## SET TASK:
Copy every one of the entries below word for word, leaving out the pictures.

## GIVEN ENTRIES:
* Begin *

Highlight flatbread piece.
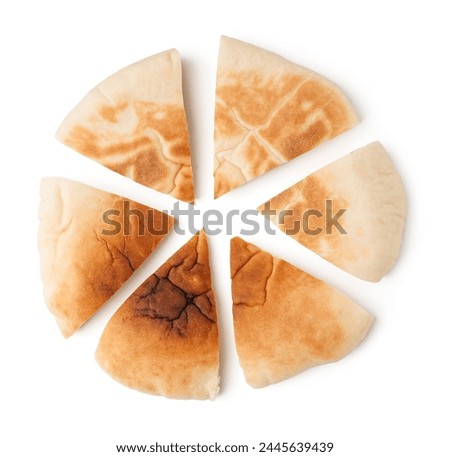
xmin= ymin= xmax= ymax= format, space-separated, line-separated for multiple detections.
xmin=231 ymin=238 xmax=373 ymax=387
xmin=97 ymin=232 xmax=219 ymax=399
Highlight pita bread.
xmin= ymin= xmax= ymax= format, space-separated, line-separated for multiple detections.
xmin=39 ymin=178 xmax=174 ymax=337
xmin=97 ymin=232 xmax=219 ymax=399
xmin=258 ymin=142 xmax=406 ymax=282
xmin=214 ymin=37 xmax=358 ymax=198
xmin=231 ymin=238 xmax=373 ymax=387
xmin=56 ymin=49 xmax=194 ymax=202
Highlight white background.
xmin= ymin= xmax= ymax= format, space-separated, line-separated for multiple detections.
xmin=0 ymin=0 xmax=450 ymax=457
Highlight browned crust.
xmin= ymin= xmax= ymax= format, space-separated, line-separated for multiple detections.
xmin=39 ymin=178 xmax=174 ymax=337
xmin=57 ymin=50 xmax=194 ymax=202
xmin=97 ymin=232 xmax=219 ymax=399
xmin=258 ymin=142 xmax=406 ymax=281
xmin=231 ymin=238 xmax=373 ymax=387
xmin=214 ymin=37 xmax=358 ymax=198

* End *

## OUTPUT OF THE EXERCISE:
Highlight flatbread piece.
xmin= ymin= xmax= ymax= format, space-separated, line-separated for multiple detections.
xmin=231 ymin=238 xmax=373 ymax=387
xmin=97 ymin=232 xmax=219 ymax=399
Highlight pita bread.
xmin= ymin= xmax= ymax= format, space-separated, line-separated for multiple detections.
xmin=39 ymin=178 xmax=174 ymax=337
xmin=97 ymin=232 xmax=219 ymax=399
xmin=258 ymin=142 xmax=406 ymax=282
xmin=214 ymin=37 xmax=358 ymax=198
xmin=231 ymin=238 xmax=373 ymax=387
xmin=56 ymin=49 xmax=194 ymax=202
Highlight white background.
xmin= ymin= xmax= ymax= format, space-separated, line-separated for multiple detections.
xmin=0 ymin=0 xmax=450 ymax=457
Highlight browned crust.
xmin= ymin= xmax= ymax= format, space-separated, line-separated for multiple detections.
xmin=39 ymin=178 xmax=174 ymax=337
xmin=57 ymin=50 xmax=194 ymax=202
xmin=97 ymin=232 xmax=219 ymax=399
xmin=258 ymin=142 xmax=406 ymax=281
xmin=231 ymin=238 xmax=373 ymax=387
xmin=214 ymin=37 xmax=358 ymax=198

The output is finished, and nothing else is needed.